REQUIRED TASK: According to the court opinion excerpt, how long a period of parole ineligibility did the trial court tell the defendant he faced before accepting his guilty plea?

== EXTRACT PROVIDED ==

We perceive no constitutional issue presented by this scheme, and defendant presents no supportive authority for his contrary contention. Indeed, on appeal from the denial of defendant's first PCR petition, wherein defendant argued that "a defendant must know all the penal consequences of a plea agreement before he can waive his constitutional rights and plead guilty[,]" McNeil II, supra, slip op. at 3, we expressly held that "the record does not establish any infringement of defendant's constitutional rights or fundamental denial of justice which would warrant our consideration of the issue now raised by defendant in this appeal." Id. at 5. We consider this adjudication conclusive of the constitutional issue. See R. 3:22.

Nevertheless, we reiterate our earlier reasoning. In 1983, the trial court, prior to accepting defendant's guilty plea to felony murder, properly informed defendant that he was exposed to a thirty-year period of parole ineligibility, as appears from the following excerpts from the November 14, 1983 plea transcript:

THE COURT: Do you understand that the maximum sentence that could be imposed in the event that I accept your plea of guilty on the second count of this indictment would be a sentence of imprisonment in the State Prison of life imprisonment with a minimum of thirty years without eligibility for parole?

===
== ENTRIES PROVIDED ==

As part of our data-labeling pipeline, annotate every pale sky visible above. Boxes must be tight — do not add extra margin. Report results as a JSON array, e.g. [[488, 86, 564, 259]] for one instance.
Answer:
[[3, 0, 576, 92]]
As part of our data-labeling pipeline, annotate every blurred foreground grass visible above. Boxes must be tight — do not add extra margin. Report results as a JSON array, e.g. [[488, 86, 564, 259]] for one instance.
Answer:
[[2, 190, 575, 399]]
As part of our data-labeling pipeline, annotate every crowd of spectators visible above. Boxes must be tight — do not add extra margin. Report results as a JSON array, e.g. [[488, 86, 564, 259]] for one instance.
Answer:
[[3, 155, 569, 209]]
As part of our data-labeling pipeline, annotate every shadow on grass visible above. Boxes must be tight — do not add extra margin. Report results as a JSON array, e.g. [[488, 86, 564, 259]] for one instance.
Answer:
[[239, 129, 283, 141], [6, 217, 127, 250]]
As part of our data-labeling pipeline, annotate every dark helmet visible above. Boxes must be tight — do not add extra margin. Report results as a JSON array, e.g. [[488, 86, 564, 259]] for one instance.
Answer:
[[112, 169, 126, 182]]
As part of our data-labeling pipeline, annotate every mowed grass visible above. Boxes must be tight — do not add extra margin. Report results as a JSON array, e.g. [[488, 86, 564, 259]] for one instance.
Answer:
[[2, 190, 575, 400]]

===

OUTPUT: Thirty years.